RECORDS FOR THE EXERCISE start
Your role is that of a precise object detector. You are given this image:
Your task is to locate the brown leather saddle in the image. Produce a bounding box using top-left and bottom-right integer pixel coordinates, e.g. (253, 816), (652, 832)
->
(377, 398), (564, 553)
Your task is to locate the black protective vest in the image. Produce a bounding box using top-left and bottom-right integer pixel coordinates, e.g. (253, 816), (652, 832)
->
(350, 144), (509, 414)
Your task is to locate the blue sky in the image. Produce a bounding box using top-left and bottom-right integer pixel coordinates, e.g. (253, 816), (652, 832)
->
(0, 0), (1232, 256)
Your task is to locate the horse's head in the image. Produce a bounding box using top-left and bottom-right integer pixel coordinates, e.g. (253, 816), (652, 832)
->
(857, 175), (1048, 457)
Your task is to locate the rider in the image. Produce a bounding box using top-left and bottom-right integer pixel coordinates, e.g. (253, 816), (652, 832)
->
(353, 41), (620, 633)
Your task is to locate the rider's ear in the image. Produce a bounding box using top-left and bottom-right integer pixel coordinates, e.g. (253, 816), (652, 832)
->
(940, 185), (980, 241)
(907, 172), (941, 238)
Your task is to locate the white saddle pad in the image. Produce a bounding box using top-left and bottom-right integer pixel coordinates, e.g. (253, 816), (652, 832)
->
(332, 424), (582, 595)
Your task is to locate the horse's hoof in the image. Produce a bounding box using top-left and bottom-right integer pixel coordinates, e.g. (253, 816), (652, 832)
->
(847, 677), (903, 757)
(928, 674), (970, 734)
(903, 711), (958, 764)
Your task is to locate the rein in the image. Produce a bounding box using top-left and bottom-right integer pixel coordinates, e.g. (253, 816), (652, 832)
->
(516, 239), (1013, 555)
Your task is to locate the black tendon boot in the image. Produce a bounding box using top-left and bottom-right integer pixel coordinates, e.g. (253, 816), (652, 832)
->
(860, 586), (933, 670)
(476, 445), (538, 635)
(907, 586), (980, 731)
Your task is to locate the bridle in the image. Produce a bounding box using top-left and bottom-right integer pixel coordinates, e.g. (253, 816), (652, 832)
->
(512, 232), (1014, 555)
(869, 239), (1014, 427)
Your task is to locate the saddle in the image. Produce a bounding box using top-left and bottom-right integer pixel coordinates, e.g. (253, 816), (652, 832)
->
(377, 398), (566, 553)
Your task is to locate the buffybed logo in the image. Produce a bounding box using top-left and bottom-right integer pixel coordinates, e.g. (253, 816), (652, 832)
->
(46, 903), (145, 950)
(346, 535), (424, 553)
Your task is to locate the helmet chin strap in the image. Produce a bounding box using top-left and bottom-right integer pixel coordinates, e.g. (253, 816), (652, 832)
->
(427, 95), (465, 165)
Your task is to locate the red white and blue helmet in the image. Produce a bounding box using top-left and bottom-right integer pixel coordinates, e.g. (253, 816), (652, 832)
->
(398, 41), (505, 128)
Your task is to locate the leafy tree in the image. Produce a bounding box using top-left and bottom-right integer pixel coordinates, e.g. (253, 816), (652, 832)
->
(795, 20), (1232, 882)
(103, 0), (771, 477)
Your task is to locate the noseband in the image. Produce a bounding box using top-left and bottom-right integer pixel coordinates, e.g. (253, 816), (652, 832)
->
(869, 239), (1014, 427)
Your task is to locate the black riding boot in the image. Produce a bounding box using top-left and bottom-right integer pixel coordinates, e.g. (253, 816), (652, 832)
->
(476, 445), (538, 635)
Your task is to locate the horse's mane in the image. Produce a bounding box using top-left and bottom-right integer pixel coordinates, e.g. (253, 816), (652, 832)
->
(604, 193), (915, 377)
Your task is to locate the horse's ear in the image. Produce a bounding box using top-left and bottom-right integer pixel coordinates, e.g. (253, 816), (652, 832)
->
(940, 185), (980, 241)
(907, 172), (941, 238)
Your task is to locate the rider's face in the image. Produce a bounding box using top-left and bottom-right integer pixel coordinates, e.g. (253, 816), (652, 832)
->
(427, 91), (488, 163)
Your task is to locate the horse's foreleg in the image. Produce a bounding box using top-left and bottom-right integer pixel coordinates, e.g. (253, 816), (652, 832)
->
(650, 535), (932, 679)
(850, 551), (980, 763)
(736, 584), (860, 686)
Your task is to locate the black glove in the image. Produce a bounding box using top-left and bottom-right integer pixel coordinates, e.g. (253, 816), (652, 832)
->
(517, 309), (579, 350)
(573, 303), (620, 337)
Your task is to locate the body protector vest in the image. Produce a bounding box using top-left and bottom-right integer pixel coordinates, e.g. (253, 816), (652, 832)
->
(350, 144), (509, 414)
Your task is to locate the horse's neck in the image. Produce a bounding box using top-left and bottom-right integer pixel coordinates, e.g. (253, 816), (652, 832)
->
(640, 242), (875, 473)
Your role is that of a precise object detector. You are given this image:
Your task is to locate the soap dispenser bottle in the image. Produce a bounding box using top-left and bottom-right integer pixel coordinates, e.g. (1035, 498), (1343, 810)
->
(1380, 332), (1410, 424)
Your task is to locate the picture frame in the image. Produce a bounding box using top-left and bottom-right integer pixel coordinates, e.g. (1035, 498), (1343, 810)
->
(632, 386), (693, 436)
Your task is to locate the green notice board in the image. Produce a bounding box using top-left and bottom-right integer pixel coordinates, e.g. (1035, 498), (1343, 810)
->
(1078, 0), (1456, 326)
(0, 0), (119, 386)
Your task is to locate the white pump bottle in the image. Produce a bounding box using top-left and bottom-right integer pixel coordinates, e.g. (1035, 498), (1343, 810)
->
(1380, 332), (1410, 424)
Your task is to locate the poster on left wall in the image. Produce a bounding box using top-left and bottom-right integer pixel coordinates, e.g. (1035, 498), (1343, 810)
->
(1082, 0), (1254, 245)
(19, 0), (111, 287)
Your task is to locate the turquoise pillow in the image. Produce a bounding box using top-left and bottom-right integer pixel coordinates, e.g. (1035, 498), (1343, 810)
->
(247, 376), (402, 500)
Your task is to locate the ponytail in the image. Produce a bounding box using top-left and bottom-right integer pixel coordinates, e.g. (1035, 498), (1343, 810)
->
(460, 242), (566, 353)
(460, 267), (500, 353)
RECORDS FOR THE EXERCISE end
▶ _TASK DETAILS_
Reproduce every one of the records above, line for line, with no changes.

▶ _COMPLETE RESPONSE_
Your role is that of a precise object detector. You are given this image:
Your task is to locate the brown leather saddle in the image. Produce a bounding box using top-left and bottom-right integer pixel coordinates, e.g. (253, 816), (652, 832)
->
(377, 398), (564, 553)
Your task is to locate the black protective vest in the image. Produce a bounding box using top-left and bottom-right integer pixel coordinates, e.g. (253, 816), (652, 832)
->
(350, 144), (509, 414)
Your task is to locate the blue sky in the image. Produce a bounding box using top-left and bottom-right integer pixel coordinates, e.g. (253, 816), (652, 832)
->
(0, 0), (1232, 256)
Your task is to locate the horse's head in the image. Produce a bounding box using top-left and bottom-right integer pixel coordinates, e.g. (253, 816), (652, 832)
->
(857, 175), (1048, 457)
Your task is to locate the rider in the image. Produce a bounding box using top-left and bottom-right integer pixel coordinates, e.g. (253, 816), (652, 832)
->
(353, 41), (620, 633)
Your task is to locate the rider's ear in the image. Produce a bounding box using top-left and bottom-right integer pixel coordinates, e.g. (253, 816), (652, 832)
->
(940, 185), (980, 241)
(907, 172), (941, 238)
Your task is to locate the white saddle pad in the image. Produce a bounding box using top-left and bottom-right integer pixel coordinates, e.g. (253, 816), (652, 832)
->
(332, 424), (582, 595)
Your task is to locate the horse's hoof in the image. Produce a bounding box using top-left and bottom-right integer pixel coordinates, e.g. (253, 816), (652, 832)
->
(847, 677), (903, 757)
(928, 674), (970, 734)
(903, 711), (958, 764)
Your task is to locate the rein in the image. Produce a bounding box using top-left and bottom-right integer pixel coordinates, e.g. (253, 816), (652, 832)
->
(516, 239), (1013, 555)
Your task is to locate the black tendon boot in the image. Produce a bounding box using top-left and bottom-right integer pixel coordinates, e.g. (253, 816), (652, 832)
->
(860, 586), (933, 670)
(476, 445), (538, 635)
(907, 586), (980, 731)
Your task is to locate the bridle in the image. Produce a bounding box using top-left and bottom-right integer pixel coordinates, e.g. (253, 816), (652, 832)
->
(512, 232), (1014, 555)
(869, 239), (1014, 427)
Your task is to locate the saddle in the image. Produce a bounding box using top-left and bottom-right integer pixel coordinates, e.g. (253, 816), (652, 832)
->
(377, 398), (566, 553)
Your task is to locate the buffybed logo in the image. Produce a bounding box using top-left and bottom-right integer pixel coordinates, e.g. (253, 816), (652, 832)
->
(46, 903), (145, 950)
(346, 535), (424, 553)
Your task is to locate the helmet chin strap in the image. Produce a bounding box using top-left and bottom-right integer pixel coordinates, e.g. (253, 816), (652, 832)
->
(427, 95), (465, 165)
Your task is to locate the red white and blue helmet in the image. Produce a bounding box using top-left and bottom-right integer pixel coordinates, e.g. (253, 816), (652, 832)
->
(398, 41), (505, 128)
Your task is to locate the leafy tree in the image. Produce a bounding box using top-left and bottom-right integer pixel coordinates, e.g. (253, 816), (652, 832)
->
(795, 20), (1232, 882)
(103, 0), (771, 477)
Your task is to locate the noseband in the image. Produce a bounding box using top-left and bottom-right integer pixel coordinates, e.g. (253, 816), (652, 832)
->
(869, 239), (1014, 427)
Your task is to locate the black riding boot in the image. Produce a bounding box using top-left and bottom-right integer pixel coordinates, e.g. (253, 816), (652, 832)
->
(476, 445), (538, 635)
Your task is to locate the horse's mane in the image. Produce a bounding box using top-left and bottom-right integer pixel coordinates, e.g. (253, 816), (652, 832)
->
(604, 193), (915, 377)
Your task is to locate the horse's ear in the image. Produce a bounding box using top-left and bottom-right integer pixel coordinates, e.g. (253, 816), (652, 832)
->
(940, 185), (980, 241)
(907, 172), (941, 238)
Your task is to locate the rider's face in the image. Produce a bounding box using top-left and bottom-right integer pixel coordinates, e.g. (253, 816), (652, 832)
->
(427, 91), (488, 163)
Your task is to locate the horse's foreleg in the image. Produce a bounding box using top-left and bottom-right integer pixel coordinates, e.g. (253, 816), (652, 832)
->
(650, 535), (932, 679)
(850, 551), (980, 763)
(736, 584), (860, 686)
Your task is to locate the black glove in the image. Produce a bounding box using top-left and bottom-right integer pixel coordinates, e.g. (253, 816), (652, 832)
->
(517, 309), (579, 350)
(573, 303), (620, 337)
Your task is to locate the body protector vest in the image. Produce a bounding box using top-left and bottom-right integer pixel coordinates, e.g. (253, 816), (652, 832)
->
(350, 144), (509, 414)
Your task is to locate the horse's neck in the image. Produce a bounding box using top-left and bottom-right integer pixel coordinates, e.g. (253, 816), (652, 832)
->
(640, 242), (875, 473)
Your role is that of a precise object detector. You are given this image:
Your task is to locate the soap dispenser bottle in the image. Produce a bounding box using top-left and bottom-right integer pixel coordinates, e.g. (1035, 498), (1343, 810)
->
(1380, 332), (1410, 424)
Your task is to locate the picture frame in the image. Produce a bounding box using top-left and bottom-right integer pixel coordinates, e.g. (1035, 498), (1343, 810)
->
(632, 386), (693, 436)
Your task is to locate the green notice board in the image. Produce a bounding box using top-left and bottom-right integer pixel coordinates, e.g. (1035, 498), (1343, 810)
->
(1078, 0), (1456, 326)
(0, 0), (119, 386)
Your task is to locate the white pump bottle in the image. Produce a bounding box using top-left and bottom-right integer pixel coordinates, e.g. (1035, 498), (1343, 810)
->
(1380, 332), (1410, 424)
Your task is to locate the poster on left wall in the image. Produce a bounding box using top-left and bottom-right integer pixel coordinates, e.g. (1035, 498), (1343, 810)
->
(1082, 0), (1254, 245)
(19, 0), (111, 287)
Your task is to locate the turquoise pillow in the image. Produce a bounding box using top-left and bottom-right integer pixel coordinates, e.g. (1035, 498), (1343, 810)
->
(247, 376), (402, 500)
Your task is to locate the ponytail in the image. Produce a bounding box using top-left and bottom-right integer pixel coordinates, e.g. (1035, 498), (1343, 810)
->
(460, 242), (566, 353)
(460, 267), (500, 353)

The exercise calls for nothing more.